=== Exercise goal ===
Can you copy the part of the Boston Marathon bombings essay below word for word, starting with "When they found" and going on through "quite some time."?

The following days are a blur. I went to Connecticut, to my parents farm, and doing just as I did as a 15 year old, I ate lunch in silence on the sunny porch with a nervous corgi dog by my side. At their farm, you cannot hear anything really. There is wind, and buzzing of little bugs, and an occasional rumbling manure truck driving past on the road below. The only problem was that I could still hear Boston in my head. When you watch enough TV coverage I think the lines of reality begin to blur. HD filming and uncut audio makes you almost certain that you were there, right there, not 3.2 miles away. But of course not, I was safe, far away, with the ability to hear, and walk, and run, and cry. Hundreds were in there, hurting.
On Thursday night we went to bed, or nearly, with news coverage of the MIT Office who had been shot. This rapid succession of horrific events makes a person start saying things like a weathered old person, "What is this world coming to?" I woke in the middle of the night and found the other side of the bed had grown cold. "Where was he?" In the living room, headphones plugged into the computer, with the blue light of the TV illuminating his face as he chewed a ring-finger nail. "Just go back to bed, honey, you will not want to see this." But of course, from that moment I could not look away. We watched in stunned anguish at the events now transpiring just 3 miles in the northern direction to us.
I stayed up all night. I was surprised by just how fast my heart continued to beat as I watched the coverage. I reasoned that a marathoner's heart beat might be similar, beating strongly and forcefully for hours on end. I made us leave around 5 am, coaxing my husband up and out, and we took our dog too. We headed north to Portsmouth just moments before the whole area was locked down. I felt wired, and frightened, and stunned.
When they found him, in that boat, I soon after fell asleep. I woke feeling terrible, as if hungover from stress. But I suppose we will all be feeling those symptoms for quite some time.
I told my students that this event would change them. I hope they know that this time, I am right. As a 15 year old, I was forever changed by 9/11 - in ways that words cannot measure or describe, even though during that day I was again at a safe distance under swaying trees. I reminded my students, as pupils of English, that duality can exist. You can feel both "Boston Strong" and also deeply saddened, angry, or afraid. Of course I realize that when I am stressing lessons to my students, I am often stressing it to myself. I suppose finding an emotion on which to pin one's sentiments would feel like a minor victory at this moment. I still do not know how to feel, or what, exactly, I am feeling. As we trade stories at the lunch table, or check our news feeds throughout these passing days, we are grieving together. My students were asked to journal and given an option of either journaling about their reaction to the Boston Marathon bombings or writing about someone they love in great detail. I couldn't help myself that afternoon as I flipped open the tattered composition notebooks. Did they feel as I did? Or were they unaware or unscathed? Did they all pick the second option?
One entry read, "My mother smells like cookies. And I love when she's right near me." Yes, me too, I thought. "Confused, shocked, panicked, and sad. That's how I felt, in that order," another entry said. And I just held those journals for a little while, dirty and a little tattered, and I thought, "Me too, me too."

=== Dataset records ===
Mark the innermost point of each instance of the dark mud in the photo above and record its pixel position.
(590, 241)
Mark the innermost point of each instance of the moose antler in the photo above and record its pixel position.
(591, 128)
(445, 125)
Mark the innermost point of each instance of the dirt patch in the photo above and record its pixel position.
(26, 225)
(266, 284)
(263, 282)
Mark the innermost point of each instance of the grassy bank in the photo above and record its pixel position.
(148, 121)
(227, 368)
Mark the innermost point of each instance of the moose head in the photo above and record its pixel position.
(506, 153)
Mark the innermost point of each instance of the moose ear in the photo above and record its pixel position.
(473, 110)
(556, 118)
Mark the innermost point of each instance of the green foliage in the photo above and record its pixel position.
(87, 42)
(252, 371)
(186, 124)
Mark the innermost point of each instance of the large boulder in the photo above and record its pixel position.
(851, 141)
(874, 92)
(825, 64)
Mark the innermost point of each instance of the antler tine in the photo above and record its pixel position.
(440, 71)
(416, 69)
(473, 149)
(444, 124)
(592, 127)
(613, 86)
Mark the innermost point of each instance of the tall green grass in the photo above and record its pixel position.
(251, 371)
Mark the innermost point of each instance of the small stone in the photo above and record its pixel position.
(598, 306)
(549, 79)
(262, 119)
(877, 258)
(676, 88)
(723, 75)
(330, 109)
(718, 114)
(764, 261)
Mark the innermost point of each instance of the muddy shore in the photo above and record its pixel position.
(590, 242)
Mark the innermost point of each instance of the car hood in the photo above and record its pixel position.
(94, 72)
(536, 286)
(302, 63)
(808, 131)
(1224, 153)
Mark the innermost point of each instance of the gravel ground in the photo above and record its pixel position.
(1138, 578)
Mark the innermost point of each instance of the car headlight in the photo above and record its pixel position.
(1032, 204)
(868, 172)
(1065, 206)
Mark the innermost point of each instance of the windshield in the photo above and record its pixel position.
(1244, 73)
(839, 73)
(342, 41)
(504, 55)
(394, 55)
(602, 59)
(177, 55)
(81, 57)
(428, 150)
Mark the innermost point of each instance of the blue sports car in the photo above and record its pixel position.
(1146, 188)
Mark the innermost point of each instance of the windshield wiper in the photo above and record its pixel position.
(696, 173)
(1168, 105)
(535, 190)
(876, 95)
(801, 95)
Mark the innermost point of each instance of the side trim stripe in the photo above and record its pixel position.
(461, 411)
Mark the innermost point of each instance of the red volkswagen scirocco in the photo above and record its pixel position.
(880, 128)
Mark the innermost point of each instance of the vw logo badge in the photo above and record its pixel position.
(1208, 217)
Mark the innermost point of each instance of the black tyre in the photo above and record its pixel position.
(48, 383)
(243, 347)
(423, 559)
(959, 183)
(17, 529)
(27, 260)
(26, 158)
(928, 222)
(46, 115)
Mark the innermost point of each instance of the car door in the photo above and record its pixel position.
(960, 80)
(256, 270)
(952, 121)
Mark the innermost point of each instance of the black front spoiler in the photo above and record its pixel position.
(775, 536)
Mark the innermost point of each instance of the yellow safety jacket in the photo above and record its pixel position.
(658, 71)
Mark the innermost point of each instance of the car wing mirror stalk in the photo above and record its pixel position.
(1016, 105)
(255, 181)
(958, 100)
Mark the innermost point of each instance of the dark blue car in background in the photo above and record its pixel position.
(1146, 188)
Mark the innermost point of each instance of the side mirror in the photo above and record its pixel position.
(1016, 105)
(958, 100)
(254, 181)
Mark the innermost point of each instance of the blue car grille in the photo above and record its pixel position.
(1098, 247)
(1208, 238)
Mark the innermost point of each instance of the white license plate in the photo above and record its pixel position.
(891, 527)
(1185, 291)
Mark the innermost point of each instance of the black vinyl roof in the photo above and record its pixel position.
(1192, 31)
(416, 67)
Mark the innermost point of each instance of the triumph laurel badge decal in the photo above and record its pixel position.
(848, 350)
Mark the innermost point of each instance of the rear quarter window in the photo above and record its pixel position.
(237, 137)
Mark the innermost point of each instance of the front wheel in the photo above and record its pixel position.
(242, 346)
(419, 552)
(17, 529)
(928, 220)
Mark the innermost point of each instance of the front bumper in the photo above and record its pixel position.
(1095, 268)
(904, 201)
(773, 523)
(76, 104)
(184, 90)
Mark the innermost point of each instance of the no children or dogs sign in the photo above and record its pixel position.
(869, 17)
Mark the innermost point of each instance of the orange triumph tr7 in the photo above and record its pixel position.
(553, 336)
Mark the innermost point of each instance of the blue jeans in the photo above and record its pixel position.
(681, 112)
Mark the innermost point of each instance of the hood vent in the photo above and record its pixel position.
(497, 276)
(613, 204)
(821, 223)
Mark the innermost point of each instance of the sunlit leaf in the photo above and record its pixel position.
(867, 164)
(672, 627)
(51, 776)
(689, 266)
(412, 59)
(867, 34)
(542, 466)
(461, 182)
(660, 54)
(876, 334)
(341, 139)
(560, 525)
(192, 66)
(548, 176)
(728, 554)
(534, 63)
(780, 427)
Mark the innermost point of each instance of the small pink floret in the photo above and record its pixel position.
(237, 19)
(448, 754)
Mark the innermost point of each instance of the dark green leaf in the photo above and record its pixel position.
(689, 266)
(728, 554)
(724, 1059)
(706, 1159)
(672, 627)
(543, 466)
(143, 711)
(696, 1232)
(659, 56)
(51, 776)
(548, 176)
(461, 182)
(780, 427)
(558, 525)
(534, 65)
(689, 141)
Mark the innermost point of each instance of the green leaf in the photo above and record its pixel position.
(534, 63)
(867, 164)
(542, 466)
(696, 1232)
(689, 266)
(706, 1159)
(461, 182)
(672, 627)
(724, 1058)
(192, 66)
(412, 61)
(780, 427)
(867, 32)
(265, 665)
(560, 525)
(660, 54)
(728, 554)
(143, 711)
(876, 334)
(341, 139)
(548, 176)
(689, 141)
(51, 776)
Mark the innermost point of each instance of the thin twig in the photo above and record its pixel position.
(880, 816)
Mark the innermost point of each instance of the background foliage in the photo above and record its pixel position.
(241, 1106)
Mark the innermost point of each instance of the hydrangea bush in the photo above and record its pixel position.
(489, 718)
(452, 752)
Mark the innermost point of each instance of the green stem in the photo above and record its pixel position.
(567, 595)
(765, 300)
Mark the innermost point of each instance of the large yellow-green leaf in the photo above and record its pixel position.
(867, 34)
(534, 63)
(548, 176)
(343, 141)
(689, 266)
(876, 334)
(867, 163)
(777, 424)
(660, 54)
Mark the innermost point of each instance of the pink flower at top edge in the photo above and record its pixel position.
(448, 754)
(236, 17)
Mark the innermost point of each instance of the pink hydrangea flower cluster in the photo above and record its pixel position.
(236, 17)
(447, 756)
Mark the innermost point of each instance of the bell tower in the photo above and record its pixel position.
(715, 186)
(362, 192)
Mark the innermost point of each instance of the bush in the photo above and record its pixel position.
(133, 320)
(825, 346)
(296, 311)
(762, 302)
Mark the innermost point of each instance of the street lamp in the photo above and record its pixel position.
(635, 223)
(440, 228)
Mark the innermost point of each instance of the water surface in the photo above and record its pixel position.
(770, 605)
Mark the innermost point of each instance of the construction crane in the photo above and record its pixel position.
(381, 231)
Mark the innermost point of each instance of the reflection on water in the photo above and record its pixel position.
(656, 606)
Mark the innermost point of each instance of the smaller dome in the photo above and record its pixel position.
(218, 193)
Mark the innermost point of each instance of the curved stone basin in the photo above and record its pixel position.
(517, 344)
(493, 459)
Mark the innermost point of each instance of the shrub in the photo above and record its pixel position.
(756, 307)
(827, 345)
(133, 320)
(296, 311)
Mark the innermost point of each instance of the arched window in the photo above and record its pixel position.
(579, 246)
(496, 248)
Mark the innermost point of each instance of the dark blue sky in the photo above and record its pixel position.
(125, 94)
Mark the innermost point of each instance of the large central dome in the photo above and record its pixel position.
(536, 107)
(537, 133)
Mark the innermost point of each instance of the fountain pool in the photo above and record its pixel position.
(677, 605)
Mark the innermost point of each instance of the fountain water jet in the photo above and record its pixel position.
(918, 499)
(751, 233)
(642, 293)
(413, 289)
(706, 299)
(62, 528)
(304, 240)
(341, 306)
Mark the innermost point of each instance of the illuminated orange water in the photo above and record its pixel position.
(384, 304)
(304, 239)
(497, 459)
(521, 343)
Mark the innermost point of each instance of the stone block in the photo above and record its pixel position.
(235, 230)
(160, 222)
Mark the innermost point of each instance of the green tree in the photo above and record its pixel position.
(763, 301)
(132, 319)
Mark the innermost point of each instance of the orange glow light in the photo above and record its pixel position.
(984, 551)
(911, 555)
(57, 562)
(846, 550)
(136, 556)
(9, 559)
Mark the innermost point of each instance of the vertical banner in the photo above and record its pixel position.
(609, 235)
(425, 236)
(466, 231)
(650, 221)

=== Problem solution ===
When they found him, in that boat, I soon after fell asleep. I woke feeling terrible, as if hungover from stress. But I suppose we will all be feeling those symptoms for quite some time.